Data shown:
━━━━━━━━━━━━━━━━
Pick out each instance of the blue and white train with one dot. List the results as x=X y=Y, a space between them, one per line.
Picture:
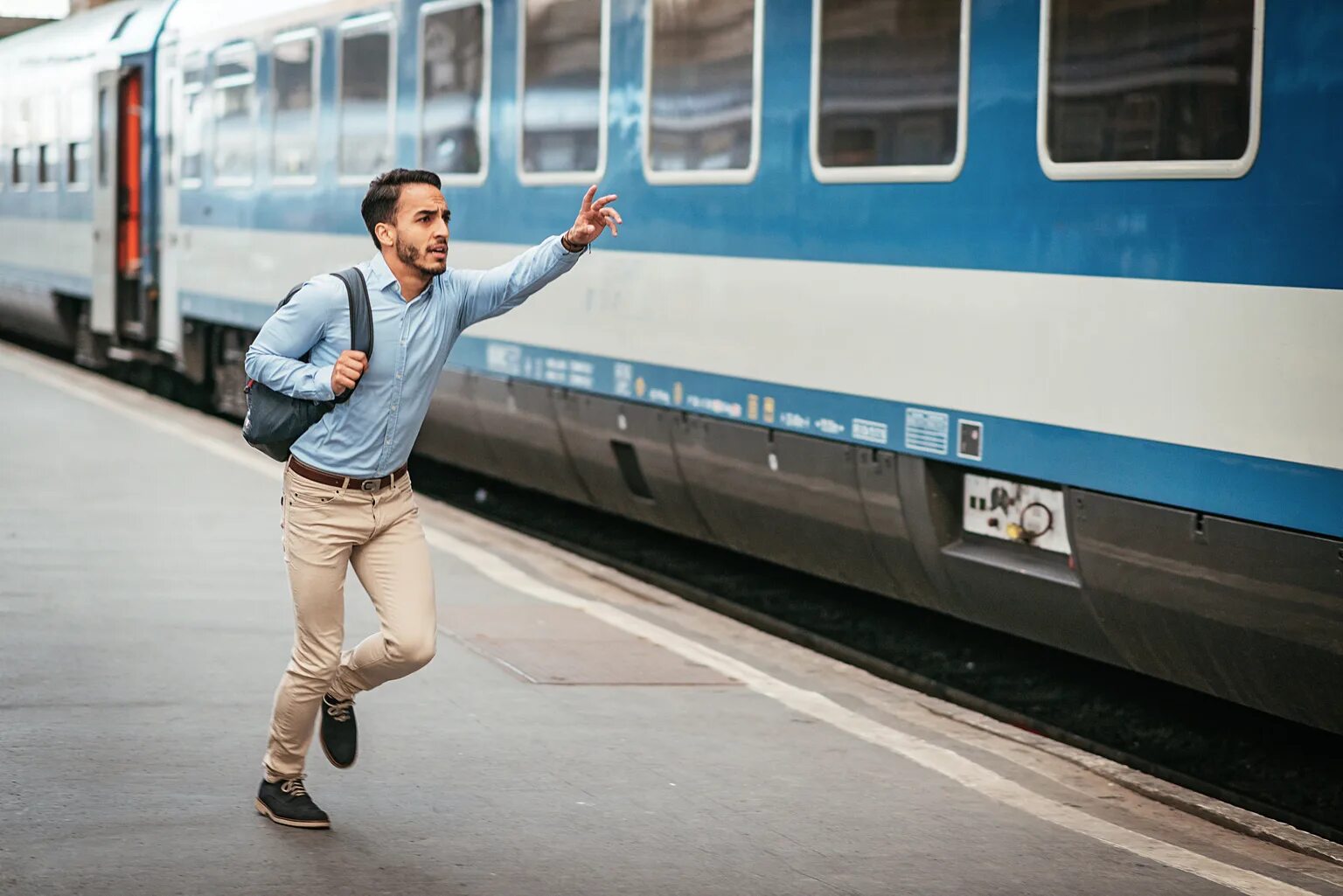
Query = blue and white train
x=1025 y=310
━━━━━━━━━━━━━━━━
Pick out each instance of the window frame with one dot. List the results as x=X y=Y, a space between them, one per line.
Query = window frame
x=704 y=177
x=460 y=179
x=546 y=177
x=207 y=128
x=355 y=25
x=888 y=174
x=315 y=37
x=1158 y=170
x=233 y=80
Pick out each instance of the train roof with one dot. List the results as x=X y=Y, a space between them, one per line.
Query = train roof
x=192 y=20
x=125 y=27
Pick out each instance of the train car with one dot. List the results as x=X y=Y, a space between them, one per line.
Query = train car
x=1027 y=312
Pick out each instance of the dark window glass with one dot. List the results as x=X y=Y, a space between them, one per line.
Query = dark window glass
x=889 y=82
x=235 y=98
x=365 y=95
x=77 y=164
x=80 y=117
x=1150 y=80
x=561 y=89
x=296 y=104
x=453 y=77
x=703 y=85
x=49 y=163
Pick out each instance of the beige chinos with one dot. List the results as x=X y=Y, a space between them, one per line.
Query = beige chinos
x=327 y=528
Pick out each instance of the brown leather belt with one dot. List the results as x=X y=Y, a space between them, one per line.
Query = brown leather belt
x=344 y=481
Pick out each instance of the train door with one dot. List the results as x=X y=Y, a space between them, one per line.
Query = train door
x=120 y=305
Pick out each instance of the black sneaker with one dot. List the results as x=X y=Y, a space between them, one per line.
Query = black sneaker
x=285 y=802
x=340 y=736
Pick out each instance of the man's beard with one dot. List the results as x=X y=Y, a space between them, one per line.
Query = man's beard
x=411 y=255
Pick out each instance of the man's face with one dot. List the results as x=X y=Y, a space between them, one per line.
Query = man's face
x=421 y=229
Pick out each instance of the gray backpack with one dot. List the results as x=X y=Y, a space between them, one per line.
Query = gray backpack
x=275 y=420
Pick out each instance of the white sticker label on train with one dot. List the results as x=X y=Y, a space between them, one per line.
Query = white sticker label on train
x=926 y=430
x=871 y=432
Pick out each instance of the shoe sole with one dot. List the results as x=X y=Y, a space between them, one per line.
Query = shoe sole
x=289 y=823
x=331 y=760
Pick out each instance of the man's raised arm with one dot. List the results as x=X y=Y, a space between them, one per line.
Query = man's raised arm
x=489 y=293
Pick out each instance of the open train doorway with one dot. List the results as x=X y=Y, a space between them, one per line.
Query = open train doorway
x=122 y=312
━━━━━━━━━━━━━━━━
Task goal: Return a word-for-word copy of the lines above from the one holding "Pick out each instance of the beige" through the one holding "Pick out each instance of the black", with both of them included and nothing besides.

Result:
Pick out each instance of the beige chinos with one dot. List the results as x=X y=Y, a space between them, one per line.
Query = beige chinos
x=327 y=528
Pick out each instance of the brown leather belt with one dot. List the results as x=X y=Y, a space between them, one per line.
Query = brown leather belt
x=344 y=481
Pick out each instance of the train door with one dot. List the results as x=X y=Y, a space between them, one per line.
Query = train door
x=120 y=305
Pick out each instance of the black sneaker with one dot. List the results as x=X y=Y, a space between them, one per line.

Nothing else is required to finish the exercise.